— What this task involves —
Return the El Greco film text below word for word, leaving nothing out and changing nothing.

— Page text —

-.-.-

- Directed by: Yannis Smaragdis
- Written by: Screenplay: Jackie Pavlenko Yannis Smaragdis Book: Dimitris Siatopoulos
- Produced by: Eleni Smaragdi Raimon Masllorens Dénes Szekeres Georgios Fragkos
- Starring: Nick Clark Windo Juan Diego Botto Laia Marull Lakis Lazopoulos Dimitra Matsouka Sotiris Moustakas† Dina Konsta Giorgos Christodoulou Dimitris Kallivokas Giorgos Charalampidis Thodoris Zoumboulidis Lida Protopsalti Constantinos Isaias Katerina Helmi Fermi Reixach Roger Coma
- Cinematography: Aris Stavrou
- Edited by: Giannis Tsitsopoulos
- Music by: Vangelis
- Distributed by: Audiovisual
- Release dates: 18 October 2007; 22 May 2009 (U.S.);
- Running time: 119 minutes
- Countries: Greece Spain
- Languages: English, Greek, Spanish
- Box office: $8,246,050 Greece $674,095 Spain $3,493 Bulgaria

= El Greco (2007 film) =

2007 film by Yannis Smaragdis

El Greco is a Greek-Spanish biographical film about the life of the Greek painter of the Spanish Renaissance, Domenicos Theotokopoulos, known worldwide as El Greco. Based on the fictionalised biographical novel, El Greco: o Zografos tou Theou (El Greco: the Painter of God), by Dimitris Siatopoulos, it was released in 2007, directed by Yannis Smaragdis and written by Jackie Pavlenko. The main cast features prominent contemporary Greek actors like Lakis Lazopoulos, Dimitra Matsouka and Dina Konsta, and includes popular actors of the Greek cinema of the 1960s such as Sotiris Moustakas and Katerina Helmi, who, along with Juan Diego Botto, Laia Marull and others, surround the leading actor, Nick Clark Windo, who portrays El Greco.

-.-.-

— Excerpted records —
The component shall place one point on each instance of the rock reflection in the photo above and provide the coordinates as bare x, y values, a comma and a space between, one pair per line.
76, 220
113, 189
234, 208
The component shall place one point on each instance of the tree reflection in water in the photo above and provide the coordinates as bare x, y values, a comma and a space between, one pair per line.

-.-.-

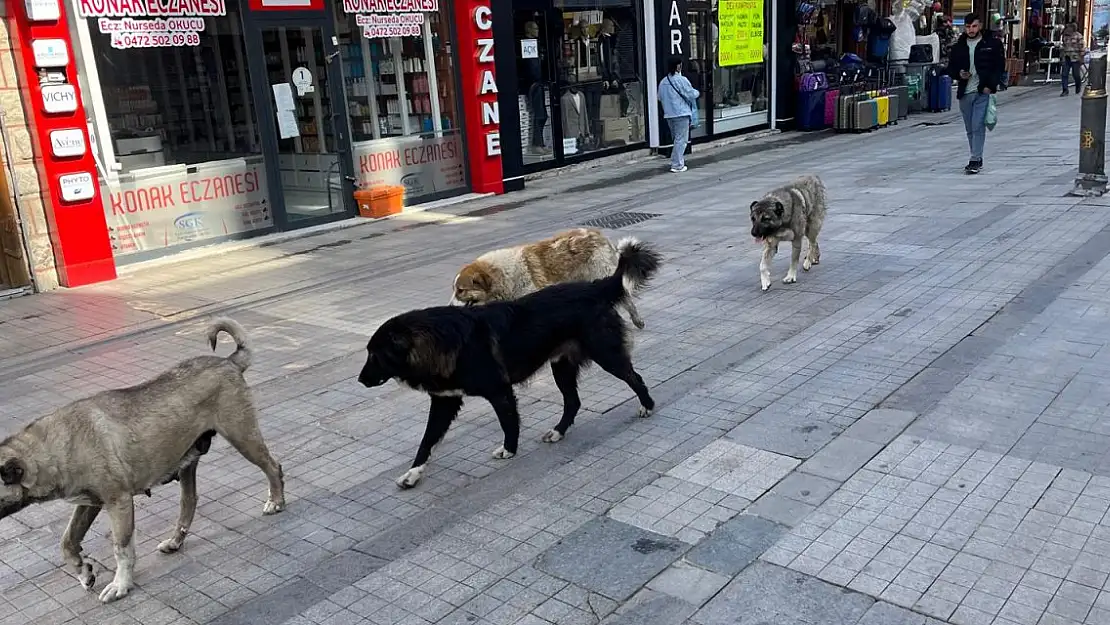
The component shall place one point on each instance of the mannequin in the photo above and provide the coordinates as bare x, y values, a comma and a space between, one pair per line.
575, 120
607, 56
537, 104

-.-.-

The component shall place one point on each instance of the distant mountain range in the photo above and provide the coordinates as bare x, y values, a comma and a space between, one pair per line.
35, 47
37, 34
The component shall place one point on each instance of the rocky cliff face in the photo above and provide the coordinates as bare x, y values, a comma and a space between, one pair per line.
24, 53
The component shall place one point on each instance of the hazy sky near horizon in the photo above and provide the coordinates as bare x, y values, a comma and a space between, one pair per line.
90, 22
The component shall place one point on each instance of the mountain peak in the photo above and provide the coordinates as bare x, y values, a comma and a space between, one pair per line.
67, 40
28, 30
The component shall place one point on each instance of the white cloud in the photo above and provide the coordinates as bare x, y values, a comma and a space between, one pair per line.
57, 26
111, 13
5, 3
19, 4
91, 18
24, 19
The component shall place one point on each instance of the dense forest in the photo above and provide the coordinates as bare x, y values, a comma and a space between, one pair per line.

-.-.-

— Result of this exercise —
- Directed by: Yannis Smaragdis
- Written by: Screenplay: Jackie Pavlenko Yannis Smaragdis Book: Dimitris Siatopoulos
- Produced by: Eleni Smaragdi Raimon Masllorens Dénes Szekeres Georgios Fragkos
- Starring: Nick Clark Windo Juan Diego Botto Laia Marull Lakis Lazopoulos Dimitra Matsouka Sotiris Moustakas† Dina Konsta Giorgos Christodoulou Dimitris Kallivokas Giorgos Charalampidis Thodoris Zoumboulidis Lida Protopsalti Constantinos Isaias Katerina Helmi Fermi Reixach Roger Coma
- Cinematography: Aris Stavrou
- Edited by: Giannis Tsitsopoulos
- Music by: Vangelis
- Distributed by: Audiovisual
- Release dates: 18 October 2007; 22 May 2009 (U.S.);
- Running time: 119 minutes
- Countries: Greece Spain
- Languages: English, Greek, Spanish
- Box office: $8,246,050 Greece $674,095 Spain $3,493 Bulgaria

= El Greco (2007 film) =

2007 film by Yannis Smaragdis

El Greco is a Greek-Spanish biographical film about the life of the Greek painter of the Spanish Renaissance, Domenicos Theotokopoulos, known worldwide as El Greco. Based on the fictionalised biographical novel, El Greco: o Zografos tou Theou (El Greco: the Painter of God), by Dimitris Siatopoulos, it was released in 2007, directed by Yannis Smaragdis and written by Jackie Pavlenko. The main cast features prominent contemporary Greek actors like Lakis Lazopoulos, Dimitra Matsouka and Dina Konsta, and includes popular actors of the Greek cinema of the 1960s such as Sotiris Moustakas and Katerina Helmi, who, along with Juan Diego Botto, Laia Marull and others, surround the leading actor, Nick Clark Windo, who portrays El Greco.